**READING TEXT:**
+++++
Like the public in general, critics have largely been disarmed by the art of Jeff Koons. To question his achievement is tantamount to attacking puppies, geraniums, and Cheez Whiz, all of which have figured prominently in his work over the past 20 years. Clearly one would need a heart of flint to attempt it. Let us begin.

Since 1987, one of Gotham’s more pleasant harbingers of warm weather has been the re-opening, in springtime, of the Metropolitan Museum’s Iris and B. Gerald Cantor Roof Garden. Over each of the past 11 seasons, a single sculptor has been invited to display his wares, and this year the honor goes to Mr. Koons. So charming is Central Park in the plenitude of springtime, and so majestic are the skylines of Midtown and the Upper West Side, that anything would look good against them. Although only three of Mr. Koons’s sculptures are on view, it is a fair guess that they look about as good as they ever will. But is that good enough?

Mr. Koons’s three sculptures, eclectic in form and monotonous in message, are confected from high chromium stainless steel with a transparent color coating. “Balloon Dog (Yellow)” (1994-2007) reverts to one of the artist’s oldest tricks, re-creating in gleaming, durable metal the flimsiness of balloon animals. Rising 10 feet at its tallest, it lingers somewhere between a child’s toys and a Macy’s Thanksgiving Day Parade float.

A second sculpture, “Sacred Heart (Red/Gold),” from the same period, consists of a similarly oversize Valentine’s Day bonbon, shaped like a chocolate heart and covered in what is supposed to be crinkly red and gold foil. The presumably subversive subtext here is conveyed more by the title than anything else, with its intimations of having something to say — without quite saying it, of course — about organized religion, as well as the multibillion-dollar confectionery business.
+++++
[Dataset entries]
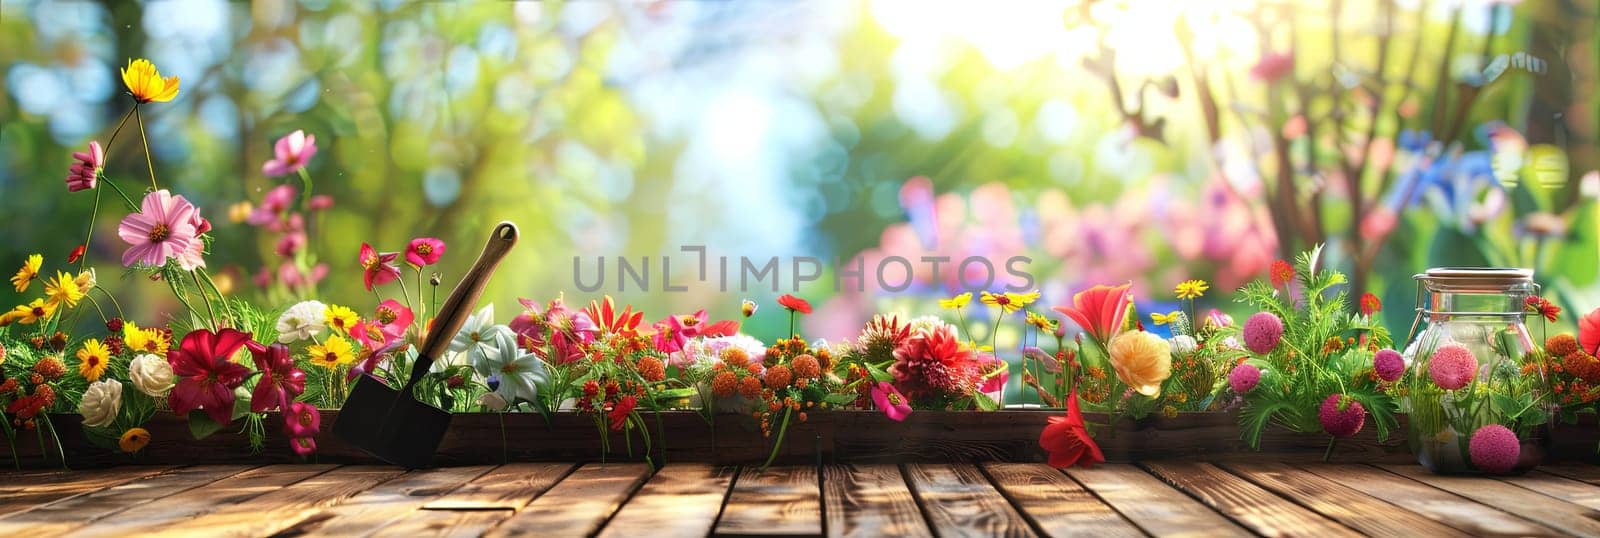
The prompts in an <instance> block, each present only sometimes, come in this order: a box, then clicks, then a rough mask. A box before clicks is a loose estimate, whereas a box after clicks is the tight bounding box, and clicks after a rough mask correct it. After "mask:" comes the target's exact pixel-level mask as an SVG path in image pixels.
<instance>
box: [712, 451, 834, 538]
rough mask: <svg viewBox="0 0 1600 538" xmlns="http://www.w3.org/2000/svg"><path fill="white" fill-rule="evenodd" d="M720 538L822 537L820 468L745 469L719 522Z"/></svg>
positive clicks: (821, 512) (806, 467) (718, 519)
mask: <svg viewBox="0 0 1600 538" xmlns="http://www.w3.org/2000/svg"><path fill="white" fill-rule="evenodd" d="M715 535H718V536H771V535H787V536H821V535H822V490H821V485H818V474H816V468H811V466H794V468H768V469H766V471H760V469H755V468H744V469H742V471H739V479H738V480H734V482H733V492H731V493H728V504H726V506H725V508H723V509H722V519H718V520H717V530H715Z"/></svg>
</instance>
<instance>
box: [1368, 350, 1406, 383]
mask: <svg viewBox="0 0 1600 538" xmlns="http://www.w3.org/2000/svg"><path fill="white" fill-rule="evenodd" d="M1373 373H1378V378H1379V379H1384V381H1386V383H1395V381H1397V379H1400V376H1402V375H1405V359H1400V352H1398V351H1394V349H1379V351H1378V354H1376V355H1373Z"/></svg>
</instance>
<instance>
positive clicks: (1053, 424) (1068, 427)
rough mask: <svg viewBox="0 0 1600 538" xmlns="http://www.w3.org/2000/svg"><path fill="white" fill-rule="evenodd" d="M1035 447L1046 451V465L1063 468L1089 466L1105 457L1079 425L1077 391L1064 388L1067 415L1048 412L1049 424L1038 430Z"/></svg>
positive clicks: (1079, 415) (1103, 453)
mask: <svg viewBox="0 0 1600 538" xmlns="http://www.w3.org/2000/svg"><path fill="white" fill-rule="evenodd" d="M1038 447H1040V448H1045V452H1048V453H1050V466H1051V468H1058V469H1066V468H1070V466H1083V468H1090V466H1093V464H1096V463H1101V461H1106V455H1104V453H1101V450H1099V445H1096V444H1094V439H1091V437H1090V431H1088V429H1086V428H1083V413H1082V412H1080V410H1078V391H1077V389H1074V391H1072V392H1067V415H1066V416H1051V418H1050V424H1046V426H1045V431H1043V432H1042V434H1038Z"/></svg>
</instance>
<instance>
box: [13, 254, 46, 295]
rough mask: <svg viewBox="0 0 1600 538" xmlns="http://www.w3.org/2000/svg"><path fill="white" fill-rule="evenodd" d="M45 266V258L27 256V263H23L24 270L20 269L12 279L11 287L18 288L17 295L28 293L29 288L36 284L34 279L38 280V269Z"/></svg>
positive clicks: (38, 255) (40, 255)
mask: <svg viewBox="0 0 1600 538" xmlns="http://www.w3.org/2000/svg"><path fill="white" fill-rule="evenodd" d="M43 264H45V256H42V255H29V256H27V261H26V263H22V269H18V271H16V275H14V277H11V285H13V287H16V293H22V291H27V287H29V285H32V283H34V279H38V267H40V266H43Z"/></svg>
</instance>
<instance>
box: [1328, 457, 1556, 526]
+++++
**TASK INSTRUCTIONS:**
• A. In the Koons review, what material are the three sculptures made from?
• B. Please copy the part of the Koons review that starts at "Mr. Koons’s three" and ends after "Day Parade float.", substituting "shining" for "gleaming".

**TASK RESPONSES:**
• A. High chromium stainless steel with a transparent color coating.

• B.
Mr. Koons’s three sculptures, eclectic in form and monotonous in message, are confected from high chromium stainless steel with a transparent color coating. “Balloon Dog (Yellow)” (1994-2007) reverts to one of the artist’s oldest tricks, re-creating in shining, durable metal the flimsiness of balloon animals. Rising 10 feet at its tallest, it lingers somewhere between a child’s toys and a Macy’s Thanksgiving Day Parade float.